[Problem statement] What is needed is an exact transcription of every record below.

[Start of Attachment]

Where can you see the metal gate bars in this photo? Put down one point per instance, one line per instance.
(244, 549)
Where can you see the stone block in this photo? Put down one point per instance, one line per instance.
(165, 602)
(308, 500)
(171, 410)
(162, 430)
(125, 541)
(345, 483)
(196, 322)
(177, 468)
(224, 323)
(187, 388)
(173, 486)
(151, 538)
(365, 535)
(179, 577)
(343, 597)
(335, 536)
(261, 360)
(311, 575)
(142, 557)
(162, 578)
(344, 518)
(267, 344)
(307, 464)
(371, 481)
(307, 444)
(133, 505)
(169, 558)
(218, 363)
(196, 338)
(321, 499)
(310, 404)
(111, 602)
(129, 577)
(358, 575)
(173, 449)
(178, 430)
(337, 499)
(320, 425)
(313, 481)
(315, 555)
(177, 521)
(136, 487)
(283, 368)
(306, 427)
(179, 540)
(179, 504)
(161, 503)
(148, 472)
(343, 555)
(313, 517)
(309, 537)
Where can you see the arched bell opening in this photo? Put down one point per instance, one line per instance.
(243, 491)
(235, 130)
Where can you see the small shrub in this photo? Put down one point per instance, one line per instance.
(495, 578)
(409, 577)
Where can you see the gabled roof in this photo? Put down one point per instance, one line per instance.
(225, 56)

[End of Attachment]

[Answer to the problem]
Where can you see the metal gate bars in this photo? Put down one point per instance, one line per instance.
(244, 549)
Where can you see the stone block in this photo? Put down one point per instance, one line per instance.
(165, 602)
(308, 500)
(171, 410)
(162, 430)
(125, 541)
(345, 483)
(196, 322)
(177, 468)
(224, 323)
(187, 388)
(173, 486)
(151, 538)
(365, 535)
(179, 577)
(343, 597)
(335, 536)
(261, 360)
(311, 575)
(142, 557)
(162, 578)
(344, 518)
(267, 344)
(307, 464)
(371, 481)
(307, 444)
(133, 505)
(169, 558)
(218, 363)
(196, 338)
(321, 499)
(310, 404)
(111, 602)
(129, 577)
(358, 575)
(173, 449)
(178, 430)
(337, 499)
(320, 425)
(313, 481)
(315, 555)
(177, 521)
(136, 487)
(283, 368)
(306, 427)
(179, 540)
(179, 504)
(161, 503)
(148, 472)
(343, 555)
(313, 517)
(309, 537)
Where can you see the arched bell opening in this photo? Put down one point per instance, one line per instance.
(243, 491)
(235, 130)
Where can you see the small shrub in this photo? Put down one point per instance, one line per instance.
(495, 578)
(409, 577)
Where can you see the gabled roof in this photo? Put down one point per instance, one line per instance.
(225, 56)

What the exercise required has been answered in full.